Dataset entries
=== Begin Enclosure ===

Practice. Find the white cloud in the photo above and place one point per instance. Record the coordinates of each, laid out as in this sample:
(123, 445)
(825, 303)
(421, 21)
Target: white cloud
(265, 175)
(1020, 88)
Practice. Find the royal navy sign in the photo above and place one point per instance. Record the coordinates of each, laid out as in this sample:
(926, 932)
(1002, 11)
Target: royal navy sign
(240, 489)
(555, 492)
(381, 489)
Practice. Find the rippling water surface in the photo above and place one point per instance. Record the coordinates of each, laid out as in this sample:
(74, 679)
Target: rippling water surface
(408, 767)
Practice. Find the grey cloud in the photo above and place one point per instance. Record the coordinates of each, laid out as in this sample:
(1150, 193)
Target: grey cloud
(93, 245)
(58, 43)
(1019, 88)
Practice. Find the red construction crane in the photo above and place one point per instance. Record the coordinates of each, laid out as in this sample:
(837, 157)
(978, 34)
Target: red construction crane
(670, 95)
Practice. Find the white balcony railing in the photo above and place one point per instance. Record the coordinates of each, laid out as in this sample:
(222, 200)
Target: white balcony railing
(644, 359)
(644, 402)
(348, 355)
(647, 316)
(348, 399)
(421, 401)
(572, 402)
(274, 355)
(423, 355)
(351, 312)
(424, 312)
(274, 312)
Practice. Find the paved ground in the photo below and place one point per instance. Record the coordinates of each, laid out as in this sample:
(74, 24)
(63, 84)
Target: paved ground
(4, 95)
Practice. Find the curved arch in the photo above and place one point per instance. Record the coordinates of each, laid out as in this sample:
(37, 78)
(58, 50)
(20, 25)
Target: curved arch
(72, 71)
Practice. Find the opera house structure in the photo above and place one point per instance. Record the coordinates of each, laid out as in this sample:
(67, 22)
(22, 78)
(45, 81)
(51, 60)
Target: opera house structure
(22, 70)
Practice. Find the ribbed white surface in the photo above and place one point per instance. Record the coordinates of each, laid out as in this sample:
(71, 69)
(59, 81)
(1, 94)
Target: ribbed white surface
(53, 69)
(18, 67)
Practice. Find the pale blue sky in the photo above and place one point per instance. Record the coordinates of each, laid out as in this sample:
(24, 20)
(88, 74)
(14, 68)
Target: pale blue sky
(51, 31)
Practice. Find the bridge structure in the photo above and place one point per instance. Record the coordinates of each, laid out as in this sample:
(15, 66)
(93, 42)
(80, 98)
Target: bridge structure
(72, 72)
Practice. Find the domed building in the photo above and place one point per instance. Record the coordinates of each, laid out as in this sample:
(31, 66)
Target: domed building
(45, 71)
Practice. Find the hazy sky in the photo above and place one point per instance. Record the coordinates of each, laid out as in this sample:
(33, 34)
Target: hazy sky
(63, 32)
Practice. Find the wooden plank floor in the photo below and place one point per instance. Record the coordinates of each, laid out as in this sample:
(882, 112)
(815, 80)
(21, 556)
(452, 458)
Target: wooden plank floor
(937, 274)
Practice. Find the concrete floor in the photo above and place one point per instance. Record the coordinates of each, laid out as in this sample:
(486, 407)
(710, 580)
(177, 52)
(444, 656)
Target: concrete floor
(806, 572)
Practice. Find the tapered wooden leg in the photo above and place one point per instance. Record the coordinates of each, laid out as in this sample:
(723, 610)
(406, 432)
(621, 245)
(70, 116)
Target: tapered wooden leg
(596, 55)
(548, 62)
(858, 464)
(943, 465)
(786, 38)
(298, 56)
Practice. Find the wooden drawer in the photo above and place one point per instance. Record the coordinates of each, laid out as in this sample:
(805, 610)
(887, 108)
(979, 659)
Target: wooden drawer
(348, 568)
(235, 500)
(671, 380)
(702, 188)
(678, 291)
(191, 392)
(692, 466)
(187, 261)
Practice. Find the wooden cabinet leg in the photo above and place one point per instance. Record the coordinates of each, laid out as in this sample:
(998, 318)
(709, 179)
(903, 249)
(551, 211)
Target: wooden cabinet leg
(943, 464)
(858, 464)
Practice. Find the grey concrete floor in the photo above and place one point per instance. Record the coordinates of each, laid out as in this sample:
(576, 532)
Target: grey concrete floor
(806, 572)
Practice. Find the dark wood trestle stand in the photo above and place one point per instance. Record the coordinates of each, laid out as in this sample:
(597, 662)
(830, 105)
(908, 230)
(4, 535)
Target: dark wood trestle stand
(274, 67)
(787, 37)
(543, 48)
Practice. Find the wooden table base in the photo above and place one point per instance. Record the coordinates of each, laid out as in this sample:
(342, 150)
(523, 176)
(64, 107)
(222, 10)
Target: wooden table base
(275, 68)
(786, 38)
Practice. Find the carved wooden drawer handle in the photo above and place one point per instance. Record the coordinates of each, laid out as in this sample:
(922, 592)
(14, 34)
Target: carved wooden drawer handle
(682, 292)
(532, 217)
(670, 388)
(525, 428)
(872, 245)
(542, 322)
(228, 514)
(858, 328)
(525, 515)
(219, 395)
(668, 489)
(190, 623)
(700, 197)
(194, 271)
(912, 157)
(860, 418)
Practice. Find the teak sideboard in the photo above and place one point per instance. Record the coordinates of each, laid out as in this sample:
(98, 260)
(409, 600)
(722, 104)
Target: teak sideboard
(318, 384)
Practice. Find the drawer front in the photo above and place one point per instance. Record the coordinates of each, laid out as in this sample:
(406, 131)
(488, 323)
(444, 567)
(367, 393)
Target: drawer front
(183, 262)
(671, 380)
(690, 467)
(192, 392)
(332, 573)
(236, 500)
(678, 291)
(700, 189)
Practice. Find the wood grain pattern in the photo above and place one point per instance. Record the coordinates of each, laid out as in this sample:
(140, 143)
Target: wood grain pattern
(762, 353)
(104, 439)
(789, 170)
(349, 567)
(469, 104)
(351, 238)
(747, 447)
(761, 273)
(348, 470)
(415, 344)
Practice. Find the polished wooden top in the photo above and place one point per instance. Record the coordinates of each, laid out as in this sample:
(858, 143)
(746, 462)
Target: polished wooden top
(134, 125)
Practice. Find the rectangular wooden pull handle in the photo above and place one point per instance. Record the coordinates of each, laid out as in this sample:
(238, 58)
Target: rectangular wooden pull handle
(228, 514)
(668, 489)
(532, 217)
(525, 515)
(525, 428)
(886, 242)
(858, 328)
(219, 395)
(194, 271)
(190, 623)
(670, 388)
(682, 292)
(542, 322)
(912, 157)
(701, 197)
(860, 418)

=== End Enclosure ===

» **Task statement**
Please copy each record shown above exactly.

» **Answer**
Practice. Find the white cloud in the photo above and place one point per instance. Record the coordinates of each, laid out as in this sample:
(123, 445)
(825, 303)
(421, 21)
Target: white cloud
(265, 175)
(1020, 88)
Practice. Find the royal navy sign in the photo above and place one point per instance. Record the coordinates of each, laid out as in this sample:
(926, 932)
(1002, 11)
Target: royal navy sign
(240, 489)
(555, 492)
(381, 489)
Practice. Find the rippling water surface in the photo above and place one point per instance. Record the coordinates of each, laid out as in this sample:
(74, 679)
Target: rippling water surface
(408, 767)
Practice. Find the grey cloud in the photo above and place one point per instance. Record the coordinates of each, laid out as in this sample:
(1150, 193)
Target: grey cloud
(93, 245)
(58, 43)
(1019, 88)
Practice. Find the red construction crane in the photo above and place one point per instance. Record the coordinates of each, laid out as in this sample:
(837, 157)
(978, 34)
Target: red construction crane
(670, 95)
Practice. Find the white balcony railing in the photo above and place one point per instance. Record the coordinates of each, laid out as in this sample:
(222, 200)
Target: white balcony railing
(644, 359)
(644, 402)
(348, 355)
(647, 316)
(348, 399)
(421, 401)
(572, 402)
(274, 355)
(423, 355)
(351, 312)
(424, 312)
(274, 312)
Practice. Find the paved ground in the photo below and place one point per instance. Record the coordinates of each, laid out as in this sample:
(74, 24)
(63, 84)
Target: paved ground
(4, 95)
Practice. Find the curved arch in the photo above and place one point per instance. Record the coordinates of each, laid out as in this sample:
(37, 78)
(58, 50)
(20, 25)
Target: curved arch
(72, 71)
Practice. Find the opera house structure in the photo above and place one point per instance. Record the coordinates of each, laid out as in this sample:
(67, 22)
(22, 78)
(45, 81)
(51, 60)
Target: opera house structure
(22, 70)
Practice. Find the ribbed white surface in the photo above and place one point per instance. Record the coordinates of each, laid out as in this sample:
(71, 69)
(59, 81)
(1, 94)
Target: ribbed white surface
(53, 69)
(18, 67)
Practice. Find the pale blue sky in the photo above and place one point per instance. Record the coordinates of each, laid out as in this sample:
(24, 20)
(88, 74)
(14, 68)
Target: pale blue sky
(51, 31)
Practice. Find the bridge structure in the photo above and place one point per instance. Record the coordinates of each, laid out as in this sample:
(15, 66)
(93, 42)
(80, 98)
Target: bridge structure
(72, 72)
Practice. Find the domed building in the photo above and place one point per instance. Record the coordinates of each, laid out as in this sample:
(31, 66)
Target: domed building
(45, 71)
Practice. Find the hazy sky in the photo above and place one point per instance. Record the coordinates of each, laid out as in this sample:
(33, 34)
Target: hazy sky
(63, 32)
Practice. Find the wooden plank floor in the photo below and place one point per instance. Record the coordinates of each, laid out as in this sample:
(882, 112)
(815, 80)
(21, 556)
(452, 458)
Target: wooden plank floor
(937, 274)
Practice. Find the concrete floor in the photo above and place one point per instance. Record the coordinates of each, laid out as in this sample:
(486, 407)
(710, 580)
(177, 52)
(444, 656)
Target: concrete floor
(806, 572)
Practice. Find the tapered wooden leg in the photo above and place one point per instance. Record the coordinates of each, laid out as in this sample:
(723, 610)
(406, 432)
(621, 245)
(70, 116)
Target: tapered wooden leg
(596, 55)
(548, 62)
(858, 464)
(943, 465)
(786, 38)
(298, 56)
Practice. Find the wooden drawer in the photo above and place one point per instance. Record the coordinates of each, laid out as in this sample:
(805, 610)
(887, 108)
(979, 659)
Target: wooden drawer
(348, 568)
(235, 500)
(671, 380)
(702, 188)
(678, 291)
(191, 392)
(692, 466)
(187, 261)
Practice. Find the wooden cabinet leg in the photo above and place one point per instance. Record the coordinates of each, laid out as in this sample:
(998, 318)
(709, 179)
(903, 249)
(551, 211)
Target: wooden cabinet leg
(943, 464)
(858, 464)
Practice. Find the grey concrete floor in the photo above and place one point per instance. Record the coordinates of each, laid out as in this sample:
(576, 532)
Target: grey concrete floor
(806, 572)
Practice. Find the dark wood trestle stand in the photo above and place one point per instance. Record the coordinates of each, laid out as in this sample:
(597, 662)
(830, 105)
(908, 230)
(4, 535)
Target: dark wood trestle stand
(274, 67)
(787, 37)
(543, 48)
Practice. Find the wooden table base in the photo above and place one point per instance. Record the coordinates of each, laid out as in this sample:
(342, 150)
(523, 176)
(64, 107)
(222, 10)
Target: wooden table base
(275, 68)
(786, 38)
Practice. Find the carved wooden drawer handle in the photo above and place one point per instance. Record the coordinates of each, laid out as in this sample:
(922, 592)
(14, 34)
Target: carved wooden drawer handle
(682, 292)
(532, 217)
(670, 388)
(525, 428)
(872, 245)
(542, 322)
(228, 514)
(858, 328)
(525, 515)
(219, 395)
(668, 489)
(190, 623)
(700, 197)
(194, 271)
(912, 157)
(860, 418)
Practice. Find the teak sideboard in the photo above and place one point per instance. Record the coordinates of each, laid out as in this sample:
(98, 260)
(409, 600)
(722, 104)
Target: teak sideboard
(318, 384)
Practice. Find the drawer front in the photo above and place one point per instance. Record the coordinates of each, laid out as in this sample:
(406, 131)
(488, 323)
(444, 567)
(367, 393)
Target: drawer front
(183, 262)
(671, 380)
(690, 467)
(192, 392)
(332, 573)
(236, 500)
(678, 291)
(700, 189)
Practice. Find the wood grain pattern in the photo above and place one point per instance. Record the coordinates of each, laid out as in this sample:
(140, 143)
Target: wood grain pattern
(762, 353)
(104, 439)
(789, 170)
(349, 567)
(469, 104)
(351, 238)
(747, 447)
(761, 273)
(348, 470)
(415, 344)
Practice. Find the polished wooden top in the photo above and place one point per instance. Record the coordinates of each, laid out as in this sample:
(858, 143)
(746, 462)
Target: polished wooden top
(134, 125)
Practice. Find the rectangular wooden pull handle in the photo above and place one point per instance. Record the coordinates of each, laid out as in this sample:
(238, 58)
Target: rectangular wooden pull handle
(228, 514)
(668, 489)
(532, 217)
(525, 515)
(525, 428)
(886, 242)
(858, 328)
(219, 395)
(194, 271)
(190, 623)
(670, 388)
(682, 292)
(542, 322)
(912, 157)
(701, 197)
(860, 418)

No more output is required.